* [Document section]:
------
Ultima Thule

In ancient times the northernmost region of the habitable world - hence, any distant, unknown or mysterious land.

Thursday, June 15, 2006

The oil world's new bullies

By Aussiegirl

Great article on the new oil bullies on the block. We are going to have to learn to deal with this reality sooner or later, one way or another.

The oil world's new bullies - Jubak's Journal - MSN Money

Move over, Exxon Mobil. Step aside, BP. Run away home, Chevron. There's a new set of oil bullies on the block. And they're named Russia, Iran, Venezuela and Chad.

No need to feel sorry for the Exxon Mobils of the world while you're filling up your tank with $3-a-gallon gas. Who can feel sorry for a company that earned $36 billion in 2005, more than any U.S. company ever?

But as you seethe about $3 gas now and worry about $4 gas next year, remember that big oil isn't calling the shots anymore. Venezuela has forced ExxonMobil to slink out of the country and has made Chevron and ConocoPhillips take a 75% hike in royalties and a 50% increase in taxes and say, "Thank you, sir, may I please have another?"

Russia is blackmailing all of Europe by saying "sell us your natural-gas delivery companies or no natural gas for you." Iran has thumbed its nose at the United States and the United Nations, figuring that the world needs its oil too much to actually do anything about its nuclear weapons program. And Chad got the World Bank, the U.S. government and Exxon Mobil to cough up disputed royalties by threatening to shut its oil pipeline.

Boy, you know you're in trouble when Chad, a country of 8.1 million people living on 1.3 million square miles of desert, can push you around.

How did Russia, Iran and Venezuela get to be the new bullies of oil? [...]

The new oil bullies are showing no reluctance about throwing their weight around. Russia has threatened to cut off energy supplies or to jack up prices to force some of its neighbors to give Gazprom control of pipelines that move natural gas from Russia to European markets. Gazprom, its deputy chief executive Alexander Medvedev, told European Union officials, would retain its export pipeline monopoly for decades.

Iran is clearly counting on the oil deals it has signed with China to insure Chinese support in its battle with the United Nations and the United States over its nuclear weapons program. So far that's working just fine. China and -- no surprise -- Russia have resisted calls for a U.N. Security Council resolution condemning Iran. Venezuela has seized oil fields from Total and ENI and President Hugo Chavez has sent cheap oil to Cuba, Nicaragua and other Latin American countries in an effort to limit U.S. clout in the region.

Giving in -- or not -- to the bullies
So how do you deal with an oil bully?

Exxon Mobil has decided to take its ball home and wait for the bullies to self-destruct. In Venezuela, the company refused to renegotiate deals and simply walked away from projects. There's some evidence that in the long run Exxon Mobil's strategy will work. Production from the national oil company PDVSA is down about 60% under Chavez due to poor management in the oil fields.

Most oil companies aren't sitting on reserves the size of Exxon Mobil's, and they don't have the $29 billion cash balance that Exxon Mobil showed at the end of 2005. Chevron, for example, which has been struggling to show production growth despite a raft of new discoveries, has concluded that it needs to get along with the bullies somehow. Besides agreeing to put the Kremlin's man in charge of a key pipeline, the company has entered into talks in Venezuela that will increase taxes and royalties and cut production but still keep the company in the game.
------
* [Exercise data]:
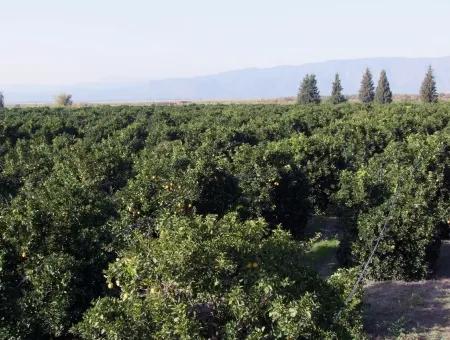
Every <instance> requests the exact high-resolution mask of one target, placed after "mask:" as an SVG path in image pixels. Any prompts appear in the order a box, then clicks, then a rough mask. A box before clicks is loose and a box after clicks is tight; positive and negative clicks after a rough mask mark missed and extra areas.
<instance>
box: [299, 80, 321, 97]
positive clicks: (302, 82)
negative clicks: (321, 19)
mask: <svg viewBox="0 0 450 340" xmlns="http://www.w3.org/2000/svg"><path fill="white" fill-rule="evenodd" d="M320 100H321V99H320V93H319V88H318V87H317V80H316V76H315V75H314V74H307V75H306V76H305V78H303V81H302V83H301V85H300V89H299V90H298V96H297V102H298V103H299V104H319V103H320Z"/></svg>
------
* [Action item]:
According to the oil bullies post, how much did Exxon Mobil earn in 2005? The entries come from a separate source, not from the oil bullies post.

* [Solved problem]:
$36 billion.